*Brief:* Output the passage of the black bean brownie text between "While brightly colored" and "your legume choices.", inclusive.

*Page excerpt:*
┌──

December is upon us at last! To kick off the holidays, and spark the season’s fire in your hearts, I want to share a delicious deep, dark, rich, fudgy brownie recipe with you – with a secret ingredient. Black beans! In addition to adding fibre and nutrients to this decadent recipe, this ingredient adds a rich, earthy-sweet component and a soft, gooey texture.
While brightly colored fruits and vegetables often come to mind as the best sources of phytonutrients, recent research has recognized black beans as a strong contender in phytonutrient benefits. Black beans are also a fantastic source of folate, magnesium, fibre and protein. In fact, a single, one-cup serving of black beans offers over 15 grams of fibre and 15 grams of protein! With this impressive nutrition profile, I new I had to find a way to sneak these gems into a holiday treat this year.
Beans are so nutritious that the latest dietary guidelines recommend we triple our current intake from 1 to 3 cups per week. If this amount sounds daunting, remember that any amount of legumes is going to make a helpful addition to your diet. Whatever weekly intake of beans & legumes you decide to target, I definitely recommend the inclusion of black beans among your legume choices.

└──

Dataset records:

┌──

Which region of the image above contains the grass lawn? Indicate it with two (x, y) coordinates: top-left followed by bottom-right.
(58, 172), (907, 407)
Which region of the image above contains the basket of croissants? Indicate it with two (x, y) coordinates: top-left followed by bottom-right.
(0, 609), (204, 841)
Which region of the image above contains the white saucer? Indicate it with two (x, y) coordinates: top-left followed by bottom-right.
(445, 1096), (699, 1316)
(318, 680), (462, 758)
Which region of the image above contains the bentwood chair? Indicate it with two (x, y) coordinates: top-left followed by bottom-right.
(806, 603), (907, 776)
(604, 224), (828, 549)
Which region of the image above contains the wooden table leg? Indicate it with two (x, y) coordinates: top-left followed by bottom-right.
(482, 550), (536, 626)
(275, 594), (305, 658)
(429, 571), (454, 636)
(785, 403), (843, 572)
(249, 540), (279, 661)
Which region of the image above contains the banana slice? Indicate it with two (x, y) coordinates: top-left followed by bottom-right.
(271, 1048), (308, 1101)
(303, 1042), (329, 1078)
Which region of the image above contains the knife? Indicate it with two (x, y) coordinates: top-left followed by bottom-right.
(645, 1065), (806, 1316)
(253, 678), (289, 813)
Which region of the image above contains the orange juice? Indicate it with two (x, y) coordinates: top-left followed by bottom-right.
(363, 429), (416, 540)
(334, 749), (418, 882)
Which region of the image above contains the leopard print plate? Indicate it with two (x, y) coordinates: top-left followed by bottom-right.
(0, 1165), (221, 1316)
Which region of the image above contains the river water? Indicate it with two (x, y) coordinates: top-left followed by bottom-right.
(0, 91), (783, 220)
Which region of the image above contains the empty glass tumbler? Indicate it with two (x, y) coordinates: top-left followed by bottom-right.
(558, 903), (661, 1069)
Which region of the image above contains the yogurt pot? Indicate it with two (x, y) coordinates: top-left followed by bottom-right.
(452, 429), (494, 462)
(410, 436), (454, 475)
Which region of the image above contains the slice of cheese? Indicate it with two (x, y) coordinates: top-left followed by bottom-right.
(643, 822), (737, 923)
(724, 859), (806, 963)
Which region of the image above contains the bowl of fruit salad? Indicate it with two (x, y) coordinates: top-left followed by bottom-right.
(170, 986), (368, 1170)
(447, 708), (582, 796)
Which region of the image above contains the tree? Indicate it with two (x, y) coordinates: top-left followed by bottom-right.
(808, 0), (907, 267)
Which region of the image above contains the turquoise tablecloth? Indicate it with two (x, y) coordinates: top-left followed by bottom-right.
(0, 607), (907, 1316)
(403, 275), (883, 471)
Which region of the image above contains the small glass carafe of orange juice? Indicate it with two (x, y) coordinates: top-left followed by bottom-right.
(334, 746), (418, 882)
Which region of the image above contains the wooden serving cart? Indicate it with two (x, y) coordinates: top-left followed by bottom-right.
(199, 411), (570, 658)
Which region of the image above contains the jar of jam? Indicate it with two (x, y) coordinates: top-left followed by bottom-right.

└──

*Written response:*
While brightly colored fruits and vegetables often come to mind as the best sources of phytonutrients, recent research has recognized black beans as a strong contender in phytonutrient benefits. Black beans are also a fantastic source of folate, magnesium, fibre and protein. In fact, a single, one-cup serving of black beans offers over 15 grams of fibre and 15 grams of protein! With this impressive nutrition profile, I new I had to find a way to sneak these gems into a holiday treat this year.
Beans are so nutritious that the latest dietary guidelines recommend we triple our current intake from 1 to 3 cups per week. If this amount sounds daunting, remember that any amount of legumes is going to make a helpful addition to your diet. Whatever weekly intake of beans & legumes you decide to target, I definitely recommend the inclusion of black beans among your legume choices.